TEXT SECTION:
Beloved Saber-Toothed Cat At The Denver Museum Of Nature & Science Gets Dental Work, New Roars
If you’ve been to the Denver Museum of Nature and Science, you’ve probably heard the mighty roar of its saber-toothed cat.
It’s worked the same way for more than four decades: Grab some spare change, reach past its steak-knife-sized fangs and drop the coins down its throat. The cat, situated near a corner of the museum lobby, repays donations with a single, iconic roar that fills the museum’s main entrance.
It now has a larger repertoire.
Jodi Schoemer, director of exhibits and digital media for the museum, affectionately calls the cat Saber. She said it’s long been one of her favorite museum residents. As a kid growing up in Denver, she remembers emptying her piggy bank before visiting the exhibits, just so she could feed Saber his fill of pennies and nickels.
“Even as a youngster… you know it’s not going to bite you, but you still feel that vulnerable human moment,” she said. “You’re sticking your hand in a big cat’s mouth. And that’s fun.”
The appeal translates to real money for the museum. Schoemer said Saber gobbles up about $10,000 a year. But, last fall, she realized that all those donations had taken a toll of their own.
“His tongue was deeply black from all the coins that had passed over it. His left canine was jiggly and loose,” she said. “So we gave him some plastic surgery in his fifth decade.”
The upgrade included some fresh paint and a lower pedestal, so kids and people who use wheelchairs could reach the cat’s mouth.
Schoemer realized the refresh was also a chance for deeper remodel. The museum first installed the cat in 1973, creating the head from a mold intended for an Ice Age scene of two saber-toothed cats attacking a Harlan’s ground sloth. The original exhibit is long gone.
The original roar was also the result of some 1970s museum magic. The staff made the sound with vintage synthesizers from its planetarium, which is why it sounds more sci-fi than prehistoric.
“Technology has evolved since he was first put on the floor,” she said. “And we thought, well, gosh, could we do something with that?”

ASSIGNMENT: Carry the article about the Denver museum's saber-toothed cat forward from its last sentence. The lines that come next are separate material, unrelated to the article about the museum's saber-toothed cat.

Natural-language object grounding data:

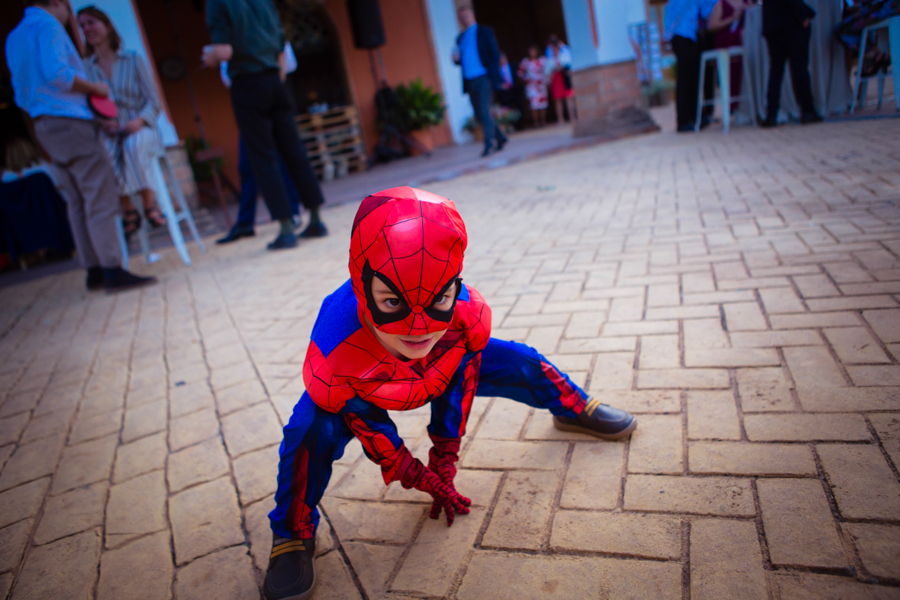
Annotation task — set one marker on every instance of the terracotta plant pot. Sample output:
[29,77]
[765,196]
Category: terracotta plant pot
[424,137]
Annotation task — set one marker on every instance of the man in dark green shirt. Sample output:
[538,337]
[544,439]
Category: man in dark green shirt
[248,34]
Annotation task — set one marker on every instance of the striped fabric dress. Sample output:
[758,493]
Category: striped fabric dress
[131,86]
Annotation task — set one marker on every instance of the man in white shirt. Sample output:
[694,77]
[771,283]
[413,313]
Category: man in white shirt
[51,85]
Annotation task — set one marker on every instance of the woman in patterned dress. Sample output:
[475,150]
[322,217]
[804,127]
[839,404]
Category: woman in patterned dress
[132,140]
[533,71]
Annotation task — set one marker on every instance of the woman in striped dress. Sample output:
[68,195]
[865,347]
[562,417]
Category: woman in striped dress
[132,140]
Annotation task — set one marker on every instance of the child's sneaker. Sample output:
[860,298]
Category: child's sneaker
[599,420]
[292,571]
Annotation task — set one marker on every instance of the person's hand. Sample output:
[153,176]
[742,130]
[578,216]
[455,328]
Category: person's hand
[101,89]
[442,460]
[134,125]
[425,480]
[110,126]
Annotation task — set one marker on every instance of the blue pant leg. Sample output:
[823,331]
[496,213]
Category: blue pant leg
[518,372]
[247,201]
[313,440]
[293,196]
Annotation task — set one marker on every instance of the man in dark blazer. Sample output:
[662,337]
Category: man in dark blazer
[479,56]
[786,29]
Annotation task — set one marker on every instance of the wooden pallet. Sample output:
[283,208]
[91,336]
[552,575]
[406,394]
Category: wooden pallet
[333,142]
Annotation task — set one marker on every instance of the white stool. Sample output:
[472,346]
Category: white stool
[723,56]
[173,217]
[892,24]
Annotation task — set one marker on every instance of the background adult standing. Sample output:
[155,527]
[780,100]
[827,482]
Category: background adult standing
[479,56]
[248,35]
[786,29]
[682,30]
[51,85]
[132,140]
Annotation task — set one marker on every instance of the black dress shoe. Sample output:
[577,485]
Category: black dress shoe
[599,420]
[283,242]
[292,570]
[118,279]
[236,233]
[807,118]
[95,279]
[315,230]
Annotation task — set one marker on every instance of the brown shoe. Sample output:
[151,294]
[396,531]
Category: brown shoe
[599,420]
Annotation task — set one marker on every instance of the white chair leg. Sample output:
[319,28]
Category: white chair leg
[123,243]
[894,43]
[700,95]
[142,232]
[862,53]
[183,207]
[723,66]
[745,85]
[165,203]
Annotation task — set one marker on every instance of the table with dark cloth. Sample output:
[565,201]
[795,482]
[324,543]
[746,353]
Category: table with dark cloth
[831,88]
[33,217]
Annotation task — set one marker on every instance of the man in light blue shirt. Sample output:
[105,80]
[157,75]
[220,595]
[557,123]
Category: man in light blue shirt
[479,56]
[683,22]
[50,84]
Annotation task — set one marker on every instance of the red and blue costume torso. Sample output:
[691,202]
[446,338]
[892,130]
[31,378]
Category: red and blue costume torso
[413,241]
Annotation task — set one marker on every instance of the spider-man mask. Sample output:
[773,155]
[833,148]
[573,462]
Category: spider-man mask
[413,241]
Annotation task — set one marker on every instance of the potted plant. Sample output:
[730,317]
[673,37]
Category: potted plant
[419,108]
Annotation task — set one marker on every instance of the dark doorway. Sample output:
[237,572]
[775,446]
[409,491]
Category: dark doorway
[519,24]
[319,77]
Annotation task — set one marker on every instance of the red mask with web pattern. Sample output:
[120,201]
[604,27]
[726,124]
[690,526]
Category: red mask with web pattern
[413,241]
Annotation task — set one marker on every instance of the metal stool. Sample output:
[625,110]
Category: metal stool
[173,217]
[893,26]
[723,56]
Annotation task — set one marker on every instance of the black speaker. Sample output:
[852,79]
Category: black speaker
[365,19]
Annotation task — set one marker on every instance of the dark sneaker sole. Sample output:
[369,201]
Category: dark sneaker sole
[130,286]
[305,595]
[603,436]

TASK RESPONSE:
Schoemer decided not to replace the old roar, but add to it. A computer chip inside the cat now randomly selects from four roars, some of which show up far more often than others.
Five-year-old Will Clark was game to try to discover one of the rarer ones. His dad gave him a handful of spare coins. The first few earned him the classic roar, but eventually, the cat stopped mid-roar and started coughing.
Schoemer calls this sound the “hairball.” Her husband graciously provided the coughing sound effect.
A little bit later, Alaina O’Neal, another five-year-old, approaches with a quarter. “She’s so cute!” she said before dropping the coin down its throat. The cat replied with a diminutive “meow.”
“Awwww,” cried O’Neal.
Schoemer said she installed those two roars as easter eggs.
“Maybe you’ve heard the cat roar zillions of times, but now it does something surprising and unexpected,” she said.
Adding an element of fun was only part of the project, though. Schoemer also wanted to see if she could include a more accurate roar that approximated the sound of an ancient saber-toothed cat, known in scientific circles as a smilodon.
The museum zoology staff led her Dr. Christopher Shaw. The retired vertebrate paleontologist is a smilodon expert who worked with La Brea Tar Pits in Los Angeles. He had in fact researched the museum's question: Could saber-toothed cats roar? And if so, what in the world did they sound like?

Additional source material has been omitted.